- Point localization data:
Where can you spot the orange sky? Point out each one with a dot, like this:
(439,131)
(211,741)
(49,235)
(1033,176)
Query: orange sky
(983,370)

- What is required: Reproduce all entries. Keep them exact.

- Answer to the exercise:
Where can you spot the orange sky? Point out each one with a dot, like this:
(439,131)
(211,741)
(49,235)
(1033,176)
Query: orange sky
(983,370)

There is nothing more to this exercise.